▸ What is being asked:
Find every line below with the word "mountain". Then give only how many there are.

▸ Extracted entries:
..............................

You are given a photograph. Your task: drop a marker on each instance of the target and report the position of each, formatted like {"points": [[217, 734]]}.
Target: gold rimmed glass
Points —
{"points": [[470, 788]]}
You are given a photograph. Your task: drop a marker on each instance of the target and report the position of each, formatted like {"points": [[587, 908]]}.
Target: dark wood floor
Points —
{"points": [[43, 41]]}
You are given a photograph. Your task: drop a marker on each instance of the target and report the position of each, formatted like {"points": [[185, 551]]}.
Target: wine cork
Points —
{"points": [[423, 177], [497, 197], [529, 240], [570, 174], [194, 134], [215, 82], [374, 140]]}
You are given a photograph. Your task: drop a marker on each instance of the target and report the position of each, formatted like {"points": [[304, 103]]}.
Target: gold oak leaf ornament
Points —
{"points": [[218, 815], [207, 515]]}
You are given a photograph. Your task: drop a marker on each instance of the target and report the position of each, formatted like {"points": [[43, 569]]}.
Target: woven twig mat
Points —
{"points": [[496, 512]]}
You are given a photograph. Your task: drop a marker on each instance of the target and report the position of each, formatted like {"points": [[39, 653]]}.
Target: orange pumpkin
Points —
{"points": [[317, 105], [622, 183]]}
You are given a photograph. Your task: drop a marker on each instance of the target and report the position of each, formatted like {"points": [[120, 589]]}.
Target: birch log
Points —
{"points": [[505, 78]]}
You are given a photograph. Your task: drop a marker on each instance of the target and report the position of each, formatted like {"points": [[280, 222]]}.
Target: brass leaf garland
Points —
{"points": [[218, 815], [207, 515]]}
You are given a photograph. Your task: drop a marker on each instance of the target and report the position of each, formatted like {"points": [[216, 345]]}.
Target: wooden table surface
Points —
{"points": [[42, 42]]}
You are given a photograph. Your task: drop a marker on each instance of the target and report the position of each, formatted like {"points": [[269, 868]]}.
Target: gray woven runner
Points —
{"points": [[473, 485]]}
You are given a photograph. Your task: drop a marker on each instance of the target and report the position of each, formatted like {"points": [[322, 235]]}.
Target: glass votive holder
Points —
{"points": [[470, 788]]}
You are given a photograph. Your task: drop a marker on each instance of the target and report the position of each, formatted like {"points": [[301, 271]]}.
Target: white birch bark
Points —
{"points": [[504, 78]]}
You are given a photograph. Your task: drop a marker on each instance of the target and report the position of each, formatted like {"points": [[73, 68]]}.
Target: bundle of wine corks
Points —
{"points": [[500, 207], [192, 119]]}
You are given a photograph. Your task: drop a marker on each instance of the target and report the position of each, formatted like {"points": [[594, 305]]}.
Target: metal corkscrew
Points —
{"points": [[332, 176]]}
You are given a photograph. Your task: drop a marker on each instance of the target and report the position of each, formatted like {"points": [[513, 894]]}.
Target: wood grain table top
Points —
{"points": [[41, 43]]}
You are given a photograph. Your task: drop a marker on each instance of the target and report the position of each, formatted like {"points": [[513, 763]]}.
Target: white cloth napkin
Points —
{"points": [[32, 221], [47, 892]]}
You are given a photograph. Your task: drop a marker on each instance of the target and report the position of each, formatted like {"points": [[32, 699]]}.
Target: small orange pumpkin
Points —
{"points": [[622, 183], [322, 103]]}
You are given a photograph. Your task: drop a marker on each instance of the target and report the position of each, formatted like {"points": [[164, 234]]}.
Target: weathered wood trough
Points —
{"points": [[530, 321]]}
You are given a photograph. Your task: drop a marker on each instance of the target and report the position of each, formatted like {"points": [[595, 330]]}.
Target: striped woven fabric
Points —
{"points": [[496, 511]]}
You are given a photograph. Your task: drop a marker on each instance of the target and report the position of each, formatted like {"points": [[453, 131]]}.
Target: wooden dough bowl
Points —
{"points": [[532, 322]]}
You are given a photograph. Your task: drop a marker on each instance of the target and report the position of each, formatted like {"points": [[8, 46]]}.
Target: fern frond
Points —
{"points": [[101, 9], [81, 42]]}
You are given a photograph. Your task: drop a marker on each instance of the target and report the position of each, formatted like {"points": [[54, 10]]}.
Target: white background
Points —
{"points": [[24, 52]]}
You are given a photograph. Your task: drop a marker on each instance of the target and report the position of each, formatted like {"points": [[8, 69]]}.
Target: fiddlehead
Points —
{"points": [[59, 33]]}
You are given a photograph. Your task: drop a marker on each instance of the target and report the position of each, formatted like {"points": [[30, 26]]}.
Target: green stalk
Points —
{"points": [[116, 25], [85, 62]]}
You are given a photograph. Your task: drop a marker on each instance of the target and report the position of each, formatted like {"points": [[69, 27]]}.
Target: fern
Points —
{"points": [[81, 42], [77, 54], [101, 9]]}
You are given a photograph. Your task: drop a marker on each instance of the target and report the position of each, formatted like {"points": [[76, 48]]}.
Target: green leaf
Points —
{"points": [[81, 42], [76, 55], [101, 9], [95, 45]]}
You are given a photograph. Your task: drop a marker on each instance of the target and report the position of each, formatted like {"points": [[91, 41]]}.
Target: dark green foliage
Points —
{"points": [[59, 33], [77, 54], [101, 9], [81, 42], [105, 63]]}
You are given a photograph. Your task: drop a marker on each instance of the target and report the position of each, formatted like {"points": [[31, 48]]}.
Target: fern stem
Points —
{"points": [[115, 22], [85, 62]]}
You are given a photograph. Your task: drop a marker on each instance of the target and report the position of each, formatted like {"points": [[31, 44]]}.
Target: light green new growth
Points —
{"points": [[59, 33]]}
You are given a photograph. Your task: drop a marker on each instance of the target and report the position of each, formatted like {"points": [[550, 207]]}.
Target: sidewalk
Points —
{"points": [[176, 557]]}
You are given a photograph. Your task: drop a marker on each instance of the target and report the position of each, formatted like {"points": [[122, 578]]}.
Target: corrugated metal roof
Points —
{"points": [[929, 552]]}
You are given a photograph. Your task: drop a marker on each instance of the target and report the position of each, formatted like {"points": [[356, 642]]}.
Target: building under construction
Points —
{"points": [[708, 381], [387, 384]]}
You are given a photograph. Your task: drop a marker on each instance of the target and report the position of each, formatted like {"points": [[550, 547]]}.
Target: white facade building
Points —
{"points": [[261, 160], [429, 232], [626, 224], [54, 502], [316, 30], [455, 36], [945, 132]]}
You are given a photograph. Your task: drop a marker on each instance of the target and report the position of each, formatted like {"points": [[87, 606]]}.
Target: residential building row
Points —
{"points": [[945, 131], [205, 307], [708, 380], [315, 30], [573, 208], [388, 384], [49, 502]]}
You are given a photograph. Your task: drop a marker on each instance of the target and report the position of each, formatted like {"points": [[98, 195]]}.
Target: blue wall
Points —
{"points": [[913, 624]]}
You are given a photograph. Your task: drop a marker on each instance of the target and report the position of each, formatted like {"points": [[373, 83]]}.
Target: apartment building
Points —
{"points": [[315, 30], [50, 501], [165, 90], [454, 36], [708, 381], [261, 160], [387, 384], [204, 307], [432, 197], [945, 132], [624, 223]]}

..............................

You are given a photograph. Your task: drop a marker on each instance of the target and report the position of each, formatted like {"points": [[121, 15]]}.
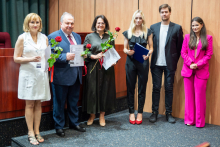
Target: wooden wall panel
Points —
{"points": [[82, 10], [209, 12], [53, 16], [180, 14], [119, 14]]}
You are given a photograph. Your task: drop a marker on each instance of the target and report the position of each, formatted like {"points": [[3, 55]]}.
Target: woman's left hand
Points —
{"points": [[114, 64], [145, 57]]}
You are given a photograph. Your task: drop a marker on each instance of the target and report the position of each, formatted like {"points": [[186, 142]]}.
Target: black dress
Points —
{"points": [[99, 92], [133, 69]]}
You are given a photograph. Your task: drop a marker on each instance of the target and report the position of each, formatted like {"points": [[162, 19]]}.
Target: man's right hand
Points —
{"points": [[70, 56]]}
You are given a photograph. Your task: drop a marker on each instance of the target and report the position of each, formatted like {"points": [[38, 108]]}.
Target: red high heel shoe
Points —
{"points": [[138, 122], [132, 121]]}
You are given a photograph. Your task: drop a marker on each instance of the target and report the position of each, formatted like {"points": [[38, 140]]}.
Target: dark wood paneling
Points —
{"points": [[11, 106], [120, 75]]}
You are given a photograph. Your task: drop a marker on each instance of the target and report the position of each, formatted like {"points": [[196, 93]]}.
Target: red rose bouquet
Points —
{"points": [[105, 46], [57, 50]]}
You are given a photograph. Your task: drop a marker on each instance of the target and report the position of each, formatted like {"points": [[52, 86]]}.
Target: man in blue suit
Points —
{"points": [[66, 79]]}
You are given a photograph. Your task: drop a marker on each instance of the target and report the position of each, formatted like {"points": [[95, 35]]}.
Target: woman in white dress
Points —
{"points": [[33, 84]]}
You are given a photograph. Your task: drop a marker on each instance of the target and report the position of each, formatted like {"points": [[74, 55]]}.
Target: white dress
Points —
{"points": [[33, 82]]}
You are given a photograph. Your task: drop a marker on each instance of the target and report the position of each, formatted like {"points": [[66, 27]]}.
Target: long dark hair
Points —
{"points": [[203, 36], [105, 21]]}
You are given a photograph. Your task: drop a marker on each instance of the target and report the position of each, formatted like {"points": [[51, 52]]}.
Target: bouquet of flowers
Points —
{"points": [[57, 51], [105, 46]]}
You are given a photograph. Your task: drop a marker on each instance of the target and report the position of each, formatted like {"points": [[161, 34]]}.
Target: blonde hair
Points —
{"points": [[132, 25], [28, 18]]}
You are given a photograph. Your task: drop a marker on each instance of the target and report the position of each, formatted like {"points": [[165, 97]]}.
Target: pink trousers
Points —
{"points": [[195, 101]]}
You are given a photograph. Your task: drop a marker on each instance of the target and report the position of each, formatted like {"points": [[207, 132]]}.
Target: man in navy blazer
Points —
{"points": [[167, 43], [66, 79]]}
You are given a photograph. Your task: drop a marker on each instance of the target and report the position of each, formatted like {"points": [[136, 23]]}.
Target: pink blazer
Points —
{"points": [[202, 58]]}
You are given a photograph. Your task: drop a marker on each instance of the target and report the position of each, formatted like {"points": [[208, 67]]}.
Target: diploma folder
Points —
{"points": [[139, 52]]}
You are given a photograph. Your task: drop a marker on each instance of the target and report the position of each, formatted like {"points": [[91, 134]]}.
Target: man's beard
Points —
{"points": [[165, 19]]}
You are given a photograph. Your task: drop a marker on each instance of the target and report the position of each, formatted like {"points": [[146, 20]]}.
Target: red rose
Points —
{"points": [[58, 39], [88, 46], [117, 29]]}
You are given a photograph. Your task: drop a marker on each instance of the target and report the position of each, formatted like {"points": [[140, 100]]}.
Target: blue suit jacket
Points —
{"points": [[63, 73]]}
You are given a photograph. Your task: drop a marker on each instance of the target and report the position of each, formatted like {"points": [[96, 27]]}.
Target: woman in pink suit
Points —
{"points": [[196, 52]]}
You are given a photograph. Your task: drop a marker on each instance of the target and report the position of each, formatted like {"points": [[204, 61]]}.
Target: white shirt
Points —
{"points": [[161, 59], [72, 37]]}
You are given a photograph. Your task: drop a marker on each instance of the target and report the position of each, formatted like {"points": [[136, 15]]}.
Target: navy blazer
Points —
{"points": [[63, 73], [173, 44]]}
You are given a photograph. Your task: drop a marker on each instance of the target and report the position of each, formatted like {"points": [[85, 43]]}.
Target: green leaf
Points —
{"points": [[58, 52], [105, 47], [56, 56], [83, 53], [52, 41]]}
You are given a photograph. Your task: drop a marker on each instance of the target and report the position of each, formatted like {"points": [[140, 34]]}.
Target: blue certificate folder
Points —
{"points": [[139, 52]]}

..............................

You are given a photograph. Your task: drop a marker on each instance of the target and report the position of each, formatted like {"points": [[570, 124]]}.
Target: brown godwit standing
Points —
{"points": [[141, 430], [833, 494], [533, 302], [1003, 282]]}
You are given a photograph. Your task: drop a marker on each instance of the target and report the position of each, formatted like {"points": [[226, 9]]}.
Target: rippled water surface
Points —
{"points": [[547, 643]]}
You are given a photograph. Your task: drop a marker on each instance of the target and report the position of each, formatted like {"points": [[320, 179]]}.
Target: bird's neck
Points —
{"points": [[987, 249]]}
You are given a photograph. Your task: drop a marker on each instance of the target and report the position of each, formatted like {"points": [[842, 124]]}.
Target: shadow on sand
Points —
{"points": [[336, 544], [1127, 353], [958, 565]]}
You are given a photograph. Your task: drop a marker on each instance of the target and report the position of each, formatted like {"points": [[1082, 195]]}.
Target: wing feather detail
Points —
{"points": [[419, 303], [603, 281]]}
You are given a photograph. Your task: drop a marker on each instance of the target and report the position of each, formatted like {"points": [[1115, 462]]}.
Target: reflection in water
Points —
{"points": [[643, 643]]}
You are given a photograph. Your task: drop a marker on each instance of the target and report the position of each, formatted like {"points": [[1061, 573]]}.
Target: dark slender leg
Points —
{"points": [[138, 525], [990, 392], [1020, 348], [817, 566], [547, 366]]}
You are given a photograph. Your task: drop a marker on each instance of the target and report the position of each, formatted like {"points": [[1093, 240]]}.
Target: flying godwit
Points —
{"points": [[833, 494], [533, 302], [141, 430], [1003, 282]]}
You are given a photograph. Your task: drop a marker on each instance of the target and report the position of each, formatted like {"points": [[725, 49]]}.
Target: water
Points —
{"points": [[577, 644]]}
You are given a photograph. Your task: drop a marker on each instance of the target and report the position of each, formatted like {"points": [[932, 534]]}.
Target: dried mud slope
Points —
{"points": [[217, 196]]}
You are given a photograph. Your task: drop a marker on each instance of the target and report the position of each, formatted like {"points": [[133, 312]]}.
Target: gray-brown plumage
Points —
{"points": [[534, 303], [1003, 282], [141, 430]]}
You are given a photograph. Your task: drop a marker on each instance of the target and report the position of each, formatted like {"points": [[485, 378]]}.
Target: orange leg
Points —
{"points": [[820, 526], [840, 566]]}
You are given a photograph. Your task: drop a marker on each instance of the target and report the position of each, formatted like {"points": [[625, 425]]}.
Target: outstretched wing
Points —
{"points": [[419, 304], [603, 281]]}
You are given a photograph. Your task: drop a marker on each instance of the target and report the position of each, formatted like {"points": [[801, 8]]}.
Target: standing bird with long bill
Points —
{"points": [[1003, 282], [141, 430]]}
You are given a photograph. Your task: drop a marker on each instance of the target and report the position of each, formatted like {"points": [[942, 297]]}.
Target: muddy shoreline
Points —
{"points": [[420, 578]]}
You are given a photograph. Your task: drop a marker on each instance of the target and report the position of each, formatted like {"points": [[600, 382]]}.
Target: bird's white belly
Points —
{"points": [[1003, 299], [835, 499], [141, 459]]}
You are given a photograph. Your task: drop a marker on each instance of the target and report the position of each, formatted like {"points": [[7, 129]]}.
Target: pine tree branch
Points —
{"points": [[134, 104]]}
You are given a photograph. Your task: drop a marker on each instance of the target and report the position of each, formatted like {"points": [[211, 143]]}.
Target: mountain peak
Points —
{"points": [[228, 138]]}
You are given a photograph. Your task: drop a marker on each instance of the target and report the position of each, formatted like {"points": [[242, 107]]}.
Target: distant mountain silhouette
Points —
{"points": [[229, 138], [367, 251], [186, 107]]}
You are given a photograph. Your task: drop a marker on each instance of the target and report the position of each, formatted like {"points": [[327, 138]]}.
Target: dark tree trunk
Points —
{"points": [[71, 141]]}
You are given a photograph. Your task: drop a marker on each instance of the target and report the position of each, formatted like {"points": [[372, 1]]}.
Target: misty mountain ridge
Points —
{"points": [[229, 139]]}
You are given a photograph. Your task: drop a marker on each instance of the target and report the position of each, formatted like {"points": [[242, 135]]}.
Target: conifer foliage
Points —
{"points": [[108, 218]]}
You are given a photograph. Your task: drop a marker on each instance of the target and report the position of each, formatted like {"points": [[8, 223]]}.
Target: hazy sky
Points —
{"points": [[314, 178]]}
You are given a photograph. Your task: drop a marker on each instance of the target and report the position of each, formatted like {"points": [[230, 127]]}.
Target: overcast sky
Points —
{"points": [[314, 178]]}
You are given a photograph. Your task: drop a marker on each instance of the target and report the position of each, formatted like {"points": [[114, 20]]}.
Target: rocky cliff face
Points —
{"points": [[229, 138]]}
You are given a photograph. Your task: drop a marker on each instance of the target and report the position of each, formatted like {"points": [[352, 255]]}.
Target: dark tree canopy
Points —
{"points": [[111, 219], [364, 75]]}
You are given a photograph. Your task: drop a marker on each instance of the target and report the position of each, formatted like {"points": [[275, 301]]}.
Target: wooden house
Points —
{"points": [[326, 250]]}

..............................

▸ Solution for this task:
3